• **What you have to do**
Any pictures in the records below should be skipped; write out everything else exactly.

·····

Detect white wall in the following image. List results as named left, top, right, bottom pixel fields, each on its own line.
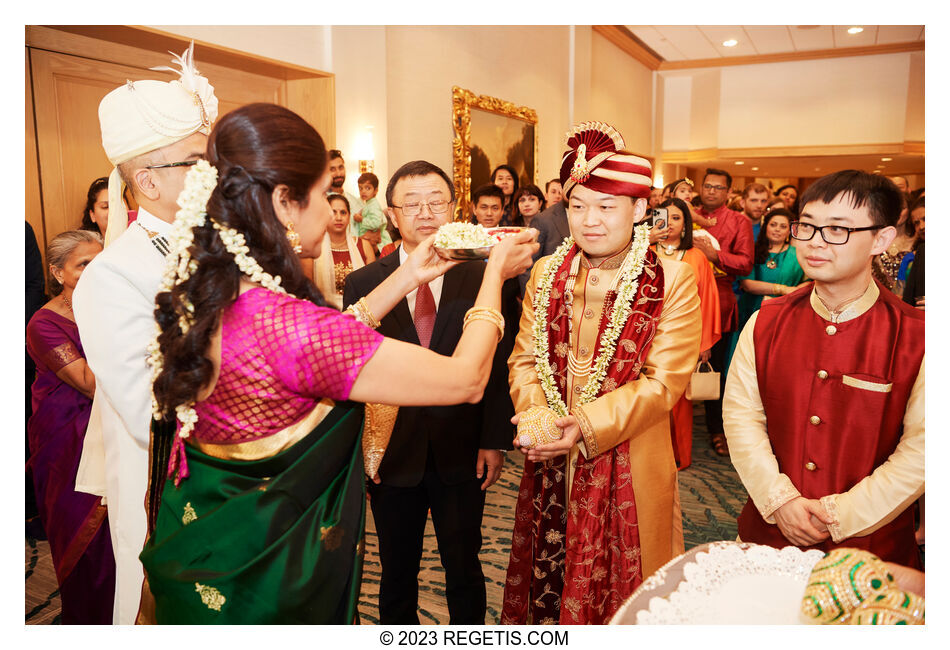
left=384, top=26, right=572, bottom=192
left=661, top=52, right=920, bottom=151
left=588, top=31, right=655, bottom=157
left=153, top=25, right=332, bottom=71
left=330, top=26, right=390, bottom=203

·····

• **Task answer**
Detect white wall in the following image. List results as named left, top, right, bottom pixel fields, each on its own line.
left=384, top=26, right=572, bottom=192
left=661, top=52, right=920, bottom=151
left=588, top=31, right=655, bottom=157
left=153, top=25, right=332, bottom=71
left=330, top=26, right=390, bottom=203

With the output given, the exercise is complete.